São várias as iniciativas tomadas a nível Europeu para responder às necessidades deste fenómeno demográfico. Do lado da Comissão Europeia existem estratégias e parcerias com os estados-membros nomeadamente no domínio da inovação aplicada ao envelhecimento activo e saudável. No passado dia 3 de Maio foi publicado o Relatório sobre o Envelhecimento de 2015 que aborda os desafios económicos, orçamentais e sociais que os decisores políticos Europeus terão de enfrentar no futuro.

Mas será esta a melhor forma de responder às necessidades dos mais idosos? Pergunto-me qual é o verdadeiro impacto de medidas tomadas ao mais alto nível face a um desafio tão diversificado. Para além do envelhecimento produzir efeitos diferentes de pessoa para pessoa, os desequilíbrios populacionais sociais e económicos regionais reflectem-se em desequilíbrios no estado de saúde das populações em geral. Em Portugal, como no resto do mundo, as diferentes características da população levam a uma distribuição heterogénea do envelhecimento ao longo do território, resultante também das diferentes dinâmicas de migração. Neste sentido, o alcance de uma distribuição de saúde equitativa entre géneros, idades e territórios será possível uma vez que que as iniciativas tomadas ao mais alto nível incluam a transmissão de mecanismos de e recursos em cadeia e um acompanhamento da implementação de medidas a nível local.
# # # # # # #
* _DESCRIÇÃO DO PROBLEMA_: Reescreva em forma de lista o parágrafo do excerto que começa por "São várias as iniciativas", mantendo os fatos principais. Os dados são um material à parte, sem ligação com o excerto.

* _MATERIAL FORNECIDO_:
# # # # # # #
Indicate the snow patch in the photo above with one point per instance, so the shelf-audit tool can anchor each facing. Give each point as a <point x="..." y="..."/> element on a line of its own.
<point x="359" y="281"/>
# # # # # # #
* _SOLUÇÃO DO PROBLEMA_:
- Há várias iniciativas a nível europeu para responder às necessidades deste fenómeno demográfico.
- A Comissão Europeia tem estratégias e parcerias com os estados-membros, sobretudo na inovação aplicada ao envelhecimento ativo e saudável.
- No dia 3 de maio foi publicado o Relatório sobre o Envelhecimento de 2015.
- Esse relatório trata dos desafios económicos, orçamentais e sociais que os decisores políticos europeus vão enfrentar no futuro.